◆ **ASSIGNMENT**:
No pictures go into the copy. Write out every line below exactly.

◆ **RECORDS PROVIDED**:
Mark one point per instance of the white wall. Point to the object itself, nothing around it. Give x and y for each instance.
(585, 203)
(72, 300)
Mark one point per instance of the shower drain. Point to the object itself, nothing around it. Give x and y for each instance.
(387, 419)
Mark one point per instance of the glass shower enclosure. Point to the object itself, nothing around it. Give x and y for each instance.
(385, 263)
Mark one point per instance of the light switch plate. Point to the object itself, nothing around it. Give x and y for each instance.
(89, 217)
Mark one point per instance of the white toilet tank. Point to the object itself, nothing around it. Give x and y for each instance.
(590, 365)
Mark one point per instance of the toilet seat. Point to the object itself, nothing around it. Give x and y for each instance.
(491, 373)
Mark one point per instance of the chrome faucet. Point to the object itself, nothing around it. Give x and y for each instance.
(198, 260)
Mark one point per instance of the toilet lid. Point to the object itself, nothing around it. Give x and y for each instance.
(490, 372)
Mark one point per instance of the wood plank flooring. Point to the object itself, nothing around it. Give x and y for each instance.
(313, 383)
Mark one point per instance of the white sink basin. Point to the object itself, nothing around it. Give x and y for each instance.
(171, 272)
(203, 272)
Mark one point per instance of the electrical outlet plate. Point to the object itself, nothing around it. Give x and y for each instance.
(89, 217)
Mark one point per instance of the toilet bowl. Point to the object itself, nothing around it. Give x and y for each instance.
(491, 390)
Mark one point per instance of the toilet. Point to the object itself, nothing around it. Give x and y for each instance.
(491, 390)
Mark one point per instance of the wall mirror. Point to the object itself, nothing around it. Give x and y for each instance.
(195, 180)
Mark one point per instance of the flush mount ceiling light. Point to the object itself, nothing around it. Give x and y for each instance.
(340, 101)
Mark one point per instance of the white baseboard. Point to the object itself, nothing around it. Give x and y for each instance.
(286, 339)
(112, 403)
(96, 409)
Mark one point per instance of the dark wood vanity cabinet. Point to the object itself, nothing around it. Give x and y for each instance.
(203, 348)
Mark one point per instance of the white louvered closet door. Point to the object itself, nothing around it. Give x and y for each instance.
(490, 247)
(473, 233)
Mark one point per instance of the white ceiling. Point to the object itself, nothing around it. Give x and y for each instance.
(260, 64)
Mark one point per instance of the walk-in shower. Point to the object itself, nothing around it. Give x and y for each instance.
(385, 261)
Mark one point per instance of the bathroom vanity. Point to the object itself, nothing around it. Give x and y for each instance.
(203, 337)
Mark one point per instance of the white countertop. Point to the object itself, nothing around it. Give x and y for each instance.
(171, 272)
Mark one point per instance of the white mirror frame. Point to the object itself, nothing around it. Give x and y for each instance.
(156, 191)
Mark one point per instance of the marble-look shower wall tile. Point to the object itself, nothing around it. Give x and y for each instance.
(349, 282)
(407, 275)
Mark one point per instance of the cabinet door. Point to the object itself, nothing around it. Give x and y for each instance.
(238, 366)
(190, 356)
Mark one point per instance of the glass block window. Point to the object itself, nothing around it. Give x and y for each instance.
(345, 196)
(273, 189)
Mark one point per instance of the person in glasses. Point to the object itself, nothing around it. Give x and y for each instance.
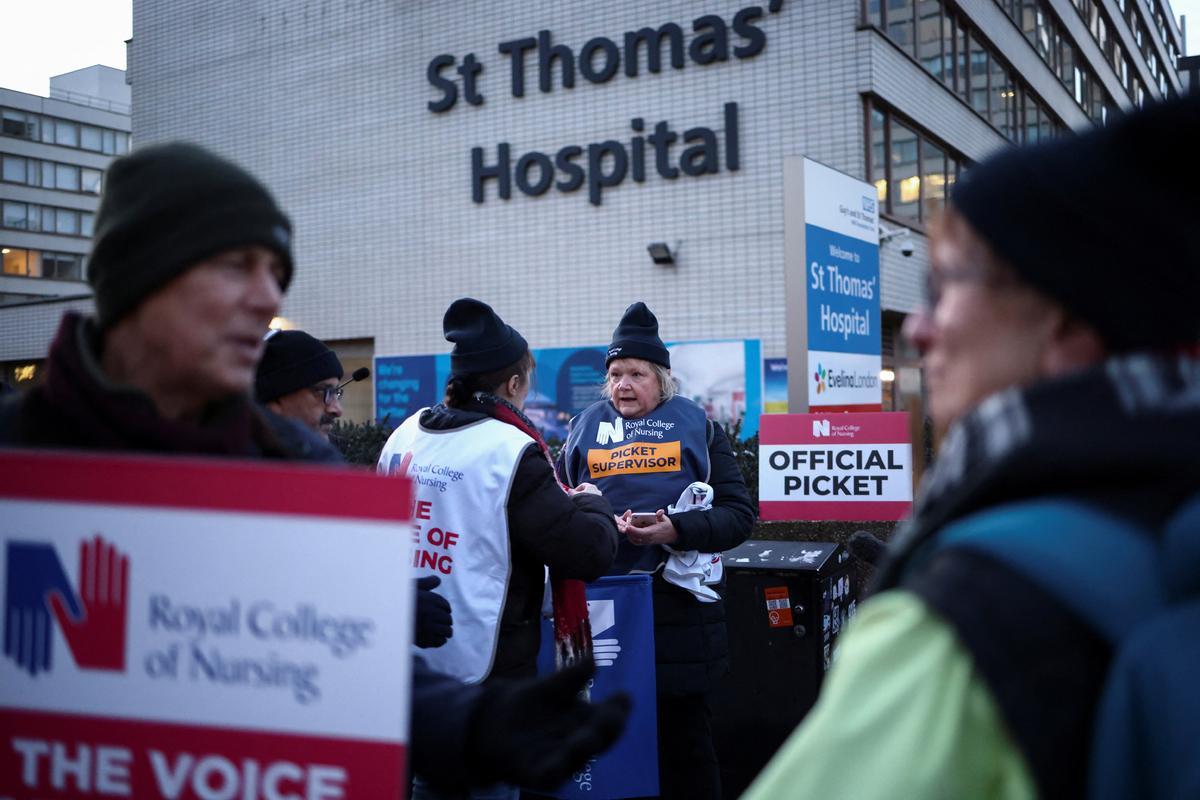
(300, 378)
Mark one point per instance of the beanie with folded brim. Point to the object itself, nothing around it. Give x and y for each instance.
(1103, 223)
(293, 360)
(166, 209)
(483, 342)
(637, 337)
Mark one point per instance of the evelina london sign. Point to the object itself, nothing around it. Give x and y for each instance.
(607, 163)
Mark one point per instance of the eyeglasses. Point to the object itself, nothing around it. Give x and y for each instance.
(328, 392)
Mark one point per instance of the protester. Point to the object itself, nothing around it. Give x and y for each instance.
(1059, 347)
(691, 647)
(495, 517)
(299, 377)
(189, 265)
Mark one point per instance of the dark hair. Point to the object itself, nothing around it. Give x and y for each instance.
(461, 388)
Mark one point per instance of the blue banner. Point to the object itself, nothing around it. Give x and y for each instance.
(622, 614)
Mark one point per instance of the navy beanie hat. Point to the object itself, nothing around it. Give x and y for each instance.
(167, 208)
(637, 337)
(293, 360)
(481, 341)
(1103, 223)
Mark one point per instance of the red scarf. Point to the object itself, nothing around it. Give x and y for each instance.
(573, 631)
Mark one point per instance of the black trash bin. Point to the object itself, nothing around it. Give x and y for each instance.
(785, 603)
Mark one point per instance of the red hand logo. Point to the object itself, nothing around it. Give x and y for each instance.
(97, 638)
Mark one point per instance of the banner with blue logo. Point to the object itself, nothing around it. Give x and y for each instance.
(622, 614)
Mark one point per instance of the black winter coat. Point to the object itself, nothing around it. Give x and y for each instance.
(691, 645)
(575, 536)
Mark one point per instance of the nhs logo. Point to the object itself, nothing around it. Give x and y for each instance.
(610, 432)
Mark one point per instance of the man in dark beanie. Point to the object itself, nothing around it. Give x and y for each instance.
(189, 266)
(299, 378)
(1035, 627)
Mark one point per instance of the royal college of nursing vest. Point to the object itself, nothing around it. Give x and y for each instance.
(640, 464)
(461, 481)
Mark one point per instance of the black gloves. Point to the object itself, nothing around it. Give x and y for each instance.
(535, 733)
(435, 624)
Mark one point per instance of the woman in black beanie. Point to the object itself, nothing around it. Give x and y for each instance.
(676, 446)
(491, 515)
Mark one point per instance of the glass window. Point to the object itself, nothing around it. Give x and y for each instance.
(905, 176)
(15, 169)
(1002, 98)
(64, 266)
(900, 23)
(1031, 119)
(19, 124)
(978, 77)
(16, 260)
(66, 133)
(66, 222)
(963, 65)
(880, 157)
(66, 176)
(929, 36)
(90, 138)
(933, 179)
(875, 13)
(90, 180)
(16, 215)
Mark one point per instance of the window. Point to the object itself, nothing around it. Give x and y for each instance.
(90, 138)
(900, 23)
(66, 222)
(905, 172)
(63, 266)
(16, 215)
(66, 133)
(19, 124)
(90, 180)
(66, 176)
(15, 169)
(910, 170)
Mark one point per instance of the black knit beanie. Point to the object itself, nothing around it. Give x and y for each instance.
(1104, 223)
(293, 360)
(637, 337)
(167, 208)
(481, 341)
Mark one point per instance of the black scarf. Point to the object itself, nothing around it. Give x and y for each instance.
(1123, 434)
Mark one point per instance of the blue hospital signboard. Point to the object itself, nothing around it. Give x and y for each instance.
(834, 304)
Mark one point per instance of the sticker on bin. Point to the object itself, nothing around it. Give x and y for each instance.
(779, 607)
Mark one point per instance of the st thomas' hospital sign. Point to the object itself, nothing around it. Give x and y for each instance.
(604, 164)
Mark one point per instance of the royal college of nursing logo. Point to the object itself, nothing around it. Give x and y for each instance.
(93, 619)
(610, 432)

◆ **SOLVED EXERCISE**:
Mark one point per instance of the white wall. Point to the object itself, nothing around it. Give x and y for each instance.
(585, 203)
(72, 300)
Mark one point per instance of the shower drain. Point to the object itself, nothing around it. Give x and y for each instance.
(387, 419)
Mark one point per instance of the glass shower enclosure. Point to the object itself, nothing around it. Give x and y for each instance.
(385, 263)
Mark one point per instance of the light switch plate. Point to the object itself, nothing around it. Give x and y for each instance.
(89, 217)
Mark one point per instance of the white toilet tank. Point to the object itself, nothing around it. Give x and y for each instance.
(590, 365)
Mark one point per instance of the toilet seat. Point to the object itself, nothing around it. Give x and y for each instance.
(491, 373)
Mark one point per instance of the chrome faucet. Point to the object itself, nothing around it. Give x and y for each instance.
(198, 260)
Mark one point per instance of the toilet lid. Point to the object itself, nothing around it. Give x and y for each instance.
(490, 372)
Mark one point per instance of the wood plank flooring. Point to the object itself, nothing around it. Give x and y for each instance.
(313, 383)
Mark one point per instance of the white sink basin. Point to the object itself, nothing around it. Give x and y for each instance.
(171, 272)
(203, 272)
Mark one point per instance of the electrical outlet plate. Point to the object itself, nothing around it. Give x and y for each instance.
(89, 217)
Mark one point per instance of the toilet bowl. Point to the object itself, nothing around it. Give x and y for each instance.
(491, 390)
Mark one point per instance of the toilet. Point to the object itself, nothing around it. Give x and y for each instance.
(491, 390)
Mark one point per instance of the wall mirror. Point to the object itself, nothing around it. Give x and y for each instance.
(195, 180)
Mark one point per instance of the flush mount ceiling light. Point to the object itself, nothing around it. Give x and y for each instance.
(340, 101)
Mark one point per instance of the white baseboard. Point to the object itself, nothing around it. Give x and y for each instance.
(286, 339)
(112, 403)
(96, 409)
Mark one point per instance of the dark wood vanity cabinet. Point to the object itself, nothing around it. Give x and y for each instance.
(203, 348)
Mark one point per instance of the white louvered closet door. Point to the object itself, nothing around it. Give x and y for each instance.
(490, 247)
(473, 233)
Mark one point per instance of the white ceiling. Point to the object itself, nothing around it. Give x and y for each instance.
(260, 64)
Mark one point per instance of the walk-in shower. Point to the object itself, nothing around it. Give x and y for each instance.
(385, 261)
Mark one point per instance of the bathroom vanity. Point to the object itself, nothing around it. Give x and y for each instance.
(203, 337)
Mark one point per instance of the white countertop. Point to the object itself, nothing around it. Give x and y for each instance.
(171, 272)
Mark one point per instance of the white mirror frame. Point to the object itself, nothing around it. Give x and y for each instance.
(156, 191)
Mark one point per instance of the marble-look shower wall tile. Point to the object itself, nothing around it. Give x and y for each instance.
(349, 282)
(407, 275)
Mark one point per instance of the cabinet door. Point to the object itself, nothing around it. Give x and y for each instance.
(238, 366)
(190, 356)
Mark one point per instance of the glass block window. Point to the object itself, nothing around it. Give x and y for each instance.
(345, 196)
(273, 189)
Mark one point per instance of the person in glasses. Point to the object itself, nothing around it. Give x and y for each instance.
(300, 378)
Mark one point per instance of the beanie with folded brim. Point to the object itself, nothing around it. Give x and y for each instance.
(1103, 223)
(293, 360)
(166, 209)
(483, 342)
(637, 337)
Mark one point per instance of the evelina london sign. Point to the object itself, nothing around it. Give x and y for each instance.
(607, 163)
Mark one point per instance of the eyeglasses. Point to the object itself, nothing around it. Give x and y for each instance.
(328, 392)
Mark one point per instance of the protester. Point to the object itself, nothing around it. Give x and y for each instance.
(1059, 347)
(691, 647)
(495, 517)
(299, 377)
(189, 265)
Mark one point per instance of the dark hair. Point to the object itself, nothing around it. Give x and y for each instance.
(461, 388)
Mark one point per instance of the blue banner. Point to the object itself, nothing around it. Give x and y for each instance.
(622, 614)
Mark one point per instance of the navy beanie hat. Point to the object itself, nothing around it. Give x and y for each instance.
(167, 208)
(637, 337)
(293, 360)
(481, 341)
(1103, 223)
Mark one point per instance of the red scarf. Point to the object itself, nothing around it. Give x and y for each instance.
(573, 631)
Mark one point per instance of the black trash bin. Point to the object itself, nothing around it. Give x and y for each instance.
(785, 603)
Mark one point per instance of the red hand logo. Point to the object itself, nothing around it. Give x and y for each instance.
(97, 638)
Mark one point per instance of the banner with blue logo. Point to the object itself, nothing around it. Give x and y for each instance.
(622, 614)
Mark one point per instance of the black winter coat. Point to the object itself, nothing around it. Give x and y for each instance.
(691, 645)
(575, 536)
Mark one point per instance of the nhs logo. Point to the object itself, nothing around it. Give x and y for each instance.
(610, 432)
Mark one point per instance of the man in dark beanie. Point to the object itself, nothing around it. Give x and y for each instance.
(189, 266)
(299, 378)
(1035, 627)
Mark one point per instance of the royal college of nursing vest. Point to the object itself, nothing around it. Give x and y for each instance.
(640, 464)
(461, 481)
Mark one point per instance of the black gloves. Point to the object itself, nothing around it. Give x and y for each instance.
(535, 733)
(435, 624)
Mark one point per instance of the woman in black beanie. Point to the object itself, nothing around it. Give x and y for each instance.
(676, 446)
(491, 515)
Mark one point per instance of the glass window. Point to the object itself, nothing around it. Give x and y for each instance.
(905, 176)
(15, 169)
(1002, 98)
(64, 266)
(900, 23)
(1031, 119)
(19, 124)
(978, 77)
(16, 260)
(66, 133)
(66, 222)
(963, 65)
(880, 157)
(66, 176)
(929, 36)
(90, 138)
(933, 179)
(875, 13)
(90, 180)
(16, 215)
Mark one point per instance of the window. Point to the object itself, nothing around it. Give x and y for each instance.
(90, 138)
(900, 23)
(66, 222)
(905, 172)
(63, 266)
(16, 215)
(66, 133)
(19, 124)
(90, 180)
(66, 176)
(15, 169)
(910, 170)
Mark one point per instance of the black knit beanie. Point to the object itself, nothing around it. Give x and y for each instance.
(1104, 223)
(293, 360)
(637, 337)
(167, 208)
(481, 341)
Mark one point per instance of the black scarf. Point to the object itself, nothing around it. Give x and y for each instance.
(1123, 434)
Mark one point per instance of the blue hospital signboard. Point to the object itself, nothing around it. Give x and y for each instance.
(834, 304)
Mark one point per instance of the sticker on bin. Point to the object itself, nothing around it. Give x and y for each instance.
(779, 607)
Mark one point per instance of the st thomas' hospital sign. Point to the object itself, nothing around it. Give x and y for each instance.
(604, 164)
Mark one point per instance of the royal college of nursing logo. Point to the object itself, nothing around it. Give x and y for each instance.
(93, 619)
(610, 432)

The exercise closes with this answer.